### BESCHREIBUNG DER AUFGABE
Greifen Sie den unten stehenden Text über die Erfassung von Haushaltsleistungen in der Volkswirtschaftlichen Gesamtrechnung an seinem Ende auf und führen Sie ihn weiter.

### TEXTAUSZUG
▬▬▬▬▬▬
Ihre Einkünfte (Honorare und Vergütungen für Krankenscheine) und die Aufwendungen für den Betrieb ihrer Ordination bilden die Basis der Berechnung: Die Differenz aus Einkünften und Aufwendungen wird als ihr Beitrag zum Nationalprodukt verbucht.

Nehmen wir an, daß durch ihren Ausfall zu Hause ihr gesamtes Einkommen für Kindergarten, Kindermädchen, Bedienerin und Gärtner aufgeht. Dann steigt die wirtschaftliche Leistung noch

einmal um den Betrag ihres Verdienstes. Es werden nämlich Leistungen rechenbar gemacht, die vorher zwar genauso erbracht, aber nicht erfaßt worden waren.

An diesem Beispiel wird ein Grundproblem der VwGR offenbar: Sie hat die Tendenz, Wohlstandssteigerungen zu überschätzen. Dies geschieht nämlich immer dann, wenn Bereiche, die vordem nicht erfaßt werden konnten (etwa die Naturalwirtschaft in Entwicklungsländern), vom Markt verdrängt werden.
▬▬▬▬▬▬
### BEREITGESTELLTE DATEN

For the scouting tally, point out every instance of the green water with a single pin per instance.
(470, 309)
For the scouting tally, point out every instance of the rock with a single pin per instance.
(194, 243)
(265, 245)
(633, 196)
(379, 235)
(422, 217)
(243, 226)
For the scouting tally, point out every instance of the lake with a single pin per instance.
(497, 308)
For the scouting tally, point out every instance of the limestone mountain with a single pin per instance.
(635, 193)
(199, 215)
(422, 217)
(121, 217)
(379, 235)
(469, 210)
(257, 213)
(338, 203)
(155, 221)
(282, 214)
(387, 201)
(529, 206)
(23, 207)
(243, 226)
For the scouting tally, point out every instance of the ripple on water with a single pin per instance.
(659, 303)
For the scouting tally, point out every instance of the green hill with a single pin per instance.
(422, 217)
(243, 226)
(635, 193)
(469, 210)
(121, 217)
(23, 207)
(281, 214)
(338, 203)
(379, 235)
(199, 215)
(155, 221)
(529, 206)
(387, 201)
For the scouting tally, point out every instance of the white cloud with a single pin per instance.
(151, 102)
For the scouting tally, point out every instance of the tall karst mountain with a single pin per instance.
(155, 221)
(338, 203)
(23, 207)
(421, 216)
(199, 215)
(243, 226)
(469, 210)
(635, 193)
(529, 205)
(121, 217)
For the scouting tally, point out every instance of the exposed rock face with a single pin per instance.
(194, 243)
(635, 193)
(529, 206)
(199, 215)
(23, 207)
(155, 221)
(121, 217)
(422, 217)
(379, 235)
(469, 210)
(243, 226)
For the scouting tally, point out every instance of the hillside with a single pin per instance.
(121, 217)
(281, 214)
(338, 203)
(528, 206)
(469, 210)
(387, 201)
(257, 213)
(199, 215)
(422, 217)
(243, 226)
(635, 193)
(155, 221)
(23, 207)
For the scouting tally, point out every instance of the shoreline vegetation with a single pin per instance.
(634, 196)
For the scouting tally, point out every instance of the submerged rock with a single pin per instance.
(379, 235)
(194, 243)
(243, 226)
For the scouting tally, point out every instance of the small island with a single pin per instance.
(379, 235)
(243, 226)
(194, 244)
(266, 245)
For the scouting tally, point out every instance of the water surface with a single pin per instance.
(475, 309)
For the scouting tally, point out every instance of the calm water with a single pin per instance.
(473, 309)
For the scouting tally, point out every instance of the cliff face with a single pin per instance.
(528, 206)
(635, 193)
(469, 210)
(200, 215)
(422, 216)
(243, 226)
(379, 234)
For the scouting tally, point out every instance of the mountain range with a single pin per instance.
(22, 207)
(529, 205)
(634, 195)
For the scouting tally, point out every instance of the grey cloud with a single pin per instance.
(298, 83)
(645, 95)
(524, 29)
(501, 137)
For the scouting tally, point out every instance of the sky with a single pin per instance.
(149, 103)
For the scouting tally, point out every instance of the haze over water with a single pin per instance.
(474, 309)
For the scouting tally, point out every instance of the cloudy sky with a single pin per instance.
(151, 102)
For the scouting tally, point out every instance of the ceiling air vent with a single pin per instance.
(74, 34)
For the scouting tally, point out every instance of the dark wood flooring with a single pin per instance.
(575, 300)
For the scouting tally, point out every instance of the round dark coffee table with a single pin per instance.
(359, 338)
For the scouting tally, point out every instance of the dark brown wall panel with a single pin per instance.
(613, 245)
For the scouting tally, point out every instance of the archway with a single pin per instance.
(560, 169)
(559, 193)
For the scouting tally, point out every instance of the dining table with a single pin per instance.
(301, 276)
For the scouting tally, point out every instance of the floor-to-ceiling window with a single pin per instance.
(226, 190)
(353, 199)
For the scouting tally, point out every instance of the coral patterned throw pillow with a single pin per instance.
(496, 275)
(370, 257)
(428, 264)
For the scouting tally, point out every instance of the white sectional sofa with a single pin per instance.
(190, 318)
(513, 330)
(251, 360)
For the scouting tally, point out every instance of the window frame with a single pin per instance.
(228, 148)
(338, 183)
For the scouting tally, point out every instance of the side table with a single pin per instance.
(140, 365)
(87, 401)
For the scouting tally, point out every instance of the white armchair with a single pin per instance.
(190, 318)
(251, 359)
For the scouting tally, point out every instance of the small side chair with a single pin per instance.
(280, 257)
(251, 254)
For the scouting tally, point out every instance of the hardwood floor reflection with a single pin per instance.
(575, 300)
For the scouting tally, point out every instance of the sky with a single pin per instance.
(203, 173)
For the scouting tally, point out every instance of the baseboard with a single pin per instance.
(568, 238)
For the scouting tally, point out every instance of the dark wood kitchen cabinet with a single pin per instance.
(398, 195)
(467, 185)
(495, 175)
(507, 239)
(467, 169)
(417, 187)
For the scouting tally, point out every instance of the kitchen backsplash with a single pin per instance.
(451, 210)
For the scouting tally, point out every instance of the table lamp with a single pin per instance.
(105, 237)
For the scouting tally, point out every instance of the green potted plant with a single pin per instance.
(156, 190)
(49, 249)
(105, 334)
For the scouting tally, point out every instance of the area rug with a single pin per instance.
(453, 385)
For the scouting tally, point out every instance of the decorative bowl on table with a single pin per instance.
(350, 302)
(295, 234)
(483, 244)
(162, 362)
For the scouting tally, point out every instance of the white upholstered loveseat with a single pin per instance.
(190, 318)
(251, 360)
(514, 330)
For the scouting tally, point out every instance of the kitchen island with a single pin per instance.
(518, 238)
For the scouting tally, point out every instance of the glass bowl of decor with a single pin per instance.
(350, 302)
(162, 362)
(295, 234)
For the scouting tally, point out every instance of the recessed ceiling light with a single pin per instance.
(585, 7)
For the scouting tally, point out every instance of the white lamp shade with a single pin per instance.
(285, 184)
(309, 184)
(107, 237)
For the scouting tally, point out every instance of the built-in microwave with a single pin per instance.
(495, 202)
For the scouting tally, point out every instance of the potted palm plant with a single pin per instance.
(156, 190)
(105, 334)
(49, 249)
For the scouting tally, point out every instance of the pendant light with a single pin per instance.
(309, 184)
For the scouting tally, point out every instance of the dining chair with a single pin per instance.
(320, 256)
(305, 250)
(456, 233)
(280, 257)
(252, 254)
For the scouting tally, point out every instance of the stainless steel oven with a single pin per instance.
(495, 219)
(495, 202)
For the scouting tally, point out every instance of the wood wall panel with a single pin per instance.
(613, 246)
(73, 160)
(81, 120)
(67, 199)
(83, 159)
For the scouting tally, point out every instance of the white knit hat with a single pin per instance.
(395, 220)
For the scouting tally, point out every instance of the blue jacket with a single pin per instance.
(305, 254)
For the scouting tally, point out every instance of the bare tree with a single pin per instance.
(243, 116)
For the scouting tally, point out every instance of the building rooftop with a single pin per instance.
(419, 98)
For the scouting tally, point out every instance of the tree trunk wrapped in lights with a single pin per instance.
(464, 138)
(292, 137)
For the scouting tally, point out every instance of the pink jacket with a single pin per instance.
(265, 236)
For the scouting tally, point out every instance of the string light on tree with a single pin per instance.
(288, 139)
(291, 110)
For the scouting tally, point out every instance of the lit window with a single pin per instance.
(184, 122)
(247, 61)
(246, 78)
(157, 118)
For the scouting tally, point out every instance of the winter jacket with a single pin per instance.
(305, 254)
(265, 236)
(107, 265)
▬▬▬▬▬▬
### ANTWORT
Im allgemeinen wird in das Sozialprodukt nur das einbezogen, was die „Marktprobe bestanden hat“. Einen wirtschaftlichen Wert haben nämlich nur Güter und Leistungen, denen am Markt ein Preis zugeteilt wird.

Damit fällt viel, was für unser Leben wertvoll ist, durch den Rost: die „freien Güter“ (Wasser und Luft werden erst berücksichtigt, wenn sie knapp werden), eine funktionierende Umwelt, ungehobene Bodenschätze usw…

Der Einwand, daß es eben nicht nur wirtschaftliche Werte gäbe, hat sicher seine Berechtigung. Man muß nicht alles in Geld aus- drücken. Diese richtige Einsicht wird jedoch allzu leicht vergessen, wenn es zu Konflikten zwischen rechenbaren wirtschaftlichen und nicht rechenbaren Interessen kommt.

Umweltschäden sind ein Beispiel für soziale Kosten, deren Verbuchung Schwierigkeiten bereitet. Ein Beispiel mag dies illustrieren: Zur Herstellung seiner Produkte benötigt ein Unternehmen das Wasser eines angrenzenden Flusses. Trotz des Einbaus der vor geschriebenen Filter

kommt es zur Abgabe schmutziger Abwässer an den Fluß. Ähnliches tun stromabwärts gelegene Betriebe und Gemeinden.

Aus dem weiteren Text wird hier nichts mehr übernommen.